• [ACTIVITY]: Go through the data below and return each line where the string "door" occurs.

• [RECORDS PROVIDED]:

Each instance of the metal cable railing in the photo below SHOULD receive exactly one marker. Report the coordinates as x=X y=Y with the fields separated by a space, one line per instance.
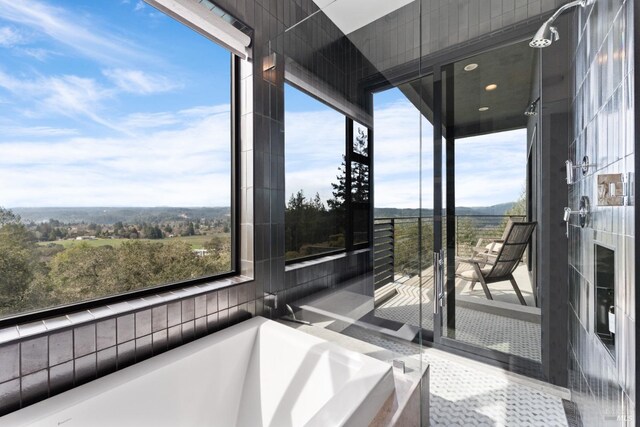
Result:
x=397 y=251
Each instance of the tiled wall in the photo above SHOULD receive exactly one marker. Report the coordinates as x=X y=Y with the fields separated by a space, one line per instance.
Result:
x=603 y=112
x=331 y=272
x=426 y=26
x=45 y=358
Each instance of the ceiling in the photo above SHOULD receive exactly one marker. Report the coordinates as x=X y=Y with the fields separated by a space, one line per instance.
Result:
x=350 y=15
x=509 y=67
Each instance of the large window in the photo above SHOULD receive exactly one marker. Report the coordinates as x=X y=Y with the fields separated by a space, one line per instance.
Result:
x=115 y=153
x=315 y=179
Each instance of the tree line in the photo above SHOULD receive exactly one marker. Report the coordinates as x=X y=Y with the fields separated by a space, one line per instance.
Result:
x=33 y=276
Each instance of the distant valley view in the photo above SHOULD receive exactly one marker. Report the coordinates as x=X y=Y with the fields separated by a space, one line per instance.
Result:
x=52 y=256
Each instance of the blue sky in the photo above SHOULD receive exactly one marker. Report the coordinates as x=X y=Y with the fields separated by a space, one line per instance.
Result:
x=110 y=103
x=490 y=169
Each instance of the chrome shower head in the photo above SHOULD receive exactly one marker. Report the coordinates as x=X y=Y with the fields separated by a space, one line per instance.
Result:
x=547 y=33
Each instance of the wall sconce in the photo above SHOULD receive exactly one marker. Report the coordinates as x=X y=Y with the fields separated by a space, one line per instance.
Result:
x=269 y=63
x=532 y=109
x=584 y=166
x=583 y=213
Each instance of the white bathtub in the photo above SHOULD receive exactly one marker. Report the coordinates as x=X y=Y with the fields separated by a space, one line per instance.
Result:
x=256 y=373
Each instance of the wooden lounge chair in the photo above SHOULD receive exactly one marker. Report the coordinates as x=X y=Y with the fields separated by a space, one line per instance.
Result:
x=492 y=246
x=489 y=268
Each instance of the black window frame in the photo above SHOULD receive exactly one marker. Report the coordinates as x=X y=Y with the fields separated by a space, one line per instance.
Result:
x=350 y=156
x=235 y=102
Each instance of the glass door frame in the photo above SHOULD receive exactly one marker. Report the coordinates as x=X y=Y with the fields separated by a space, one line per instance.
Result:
x=444 y=189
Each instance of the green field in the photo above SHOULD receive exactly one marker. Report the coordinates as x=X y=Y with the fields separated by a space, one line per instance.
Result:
x=197 y=242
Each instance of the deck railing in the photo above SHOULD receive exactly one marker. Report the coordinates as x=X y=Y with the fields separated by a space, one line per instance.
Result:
x=404 y=246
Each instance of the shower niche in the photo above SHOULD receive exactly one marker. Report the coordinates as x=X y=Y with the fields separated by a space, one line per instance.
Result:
x=605 y=323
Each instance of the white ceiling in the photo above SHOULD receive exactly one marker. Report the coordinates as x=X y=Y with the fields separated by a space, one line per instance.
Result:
x=349 y=15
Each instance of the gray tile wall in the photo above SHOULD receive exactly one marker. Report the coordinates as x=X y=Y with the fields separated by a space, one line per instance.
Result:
x=305 y=278
x=424 y=27
x=48 y=357
x=603 y=387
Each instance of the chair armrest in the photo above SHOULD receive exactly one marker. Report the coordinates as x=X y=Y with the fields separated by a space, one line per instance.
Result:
x=469 y=260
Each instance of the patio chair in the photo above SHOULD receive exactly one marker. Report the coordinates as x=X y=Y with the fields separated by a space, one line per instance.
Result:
x=489 y=268
x=492 y=246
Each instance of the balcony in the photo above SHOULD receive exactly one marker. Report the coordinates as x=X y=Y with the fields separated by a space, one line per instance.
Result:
x=404 y=280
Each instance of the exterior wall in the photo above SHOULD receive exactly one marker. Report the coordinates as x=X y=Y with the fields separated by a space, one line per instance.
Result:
x=549 y=146
x=603 y=387
x=425 y=27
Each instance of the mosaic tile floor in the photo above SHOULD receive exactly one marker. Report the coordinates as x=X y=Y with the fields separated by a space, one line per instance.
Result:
x=469 y=393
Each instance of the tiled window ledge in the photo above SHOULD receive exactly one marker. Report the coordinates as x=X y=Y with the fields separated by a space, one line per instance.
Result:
x=322 y=260
x=46 y=357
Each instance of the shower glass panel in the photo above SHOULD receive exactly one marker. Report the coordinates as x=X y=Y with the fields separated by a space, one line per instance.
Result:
x=485 y=150
x=358 y=65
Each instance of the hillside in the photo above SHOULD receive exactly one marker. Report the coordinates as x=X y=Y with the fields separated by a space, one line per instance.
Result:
x=111 y=215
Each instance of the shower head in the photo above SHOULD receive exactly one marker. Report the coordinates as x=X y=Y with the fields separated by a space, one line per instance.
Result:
x=547 y=33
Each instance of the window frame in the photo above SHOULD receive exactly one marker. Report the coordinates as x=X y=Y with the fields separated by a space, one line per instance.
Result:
x=350 y=156
x=235 y=103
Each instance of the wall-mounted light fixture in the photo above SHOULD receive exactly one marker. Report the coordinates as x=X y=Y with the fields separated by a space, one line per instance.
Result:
x=269 y=62
x=532 y=109
x=583 y=213
x=584 y=166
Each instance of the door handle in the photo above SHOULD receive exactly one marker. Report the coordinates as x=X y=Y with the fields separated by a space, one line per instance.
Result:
x=438 y=276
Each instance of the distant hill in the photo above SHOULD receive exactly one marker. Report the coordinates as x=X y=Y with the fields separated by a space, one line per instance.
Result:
x=500 y=209
x=110 y=215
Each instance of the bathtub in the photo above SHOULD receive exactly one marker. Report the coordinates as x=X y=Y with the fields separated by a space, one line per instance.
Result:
x=256 y=373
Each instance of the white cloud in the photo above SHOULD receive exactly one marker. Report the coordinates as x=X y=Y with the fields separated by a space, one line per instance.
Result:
x=140 y=82
x=37 y=53
x=314 y=145
x=10 y=37
x=72 y=30
x=149 y=120
x=181 y=167
x=68 y=95
x=35 y=131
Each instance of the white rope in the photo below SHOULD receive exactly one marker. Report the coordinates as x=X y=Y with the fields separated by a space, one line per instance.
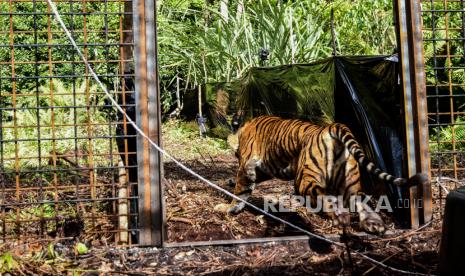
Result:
x=184 y=167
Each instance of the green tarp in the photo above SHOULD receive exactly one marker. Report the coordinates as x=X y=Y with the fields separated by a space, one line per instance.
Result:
x=361 y=92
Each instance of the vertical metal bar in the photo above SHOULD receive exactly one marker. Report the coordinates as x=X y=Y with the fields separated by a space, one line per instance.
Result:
x=52 y=113
x=15 y=122
x=148 y=119
x=125 y=23
x=409 y=35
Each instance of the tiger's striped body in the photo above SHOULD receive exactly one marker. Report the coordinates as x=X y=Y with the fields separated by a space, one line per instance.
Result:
x=322 y=160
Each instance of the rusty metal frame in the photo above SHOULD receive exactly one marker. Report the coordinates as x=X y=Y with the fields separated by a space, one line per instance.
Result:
x=148 y=119
x=412 y=75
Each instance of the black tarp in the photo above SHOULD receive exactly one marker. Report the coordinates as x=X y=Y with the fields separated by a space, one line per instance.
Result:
x=361 y=92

• [TASK SOLUTION]:
Each instance of the glass door frame in the photo above SHOULD receive exactly one marker. Report the coordinates as x=X y=Y with the fields separated by a space, one line per instance.
Each instance of the door handle in the photo above SHOULD receive exactly one marker. Report the coordinates as x=X y=Y with the fields separated by a space, one line per instance.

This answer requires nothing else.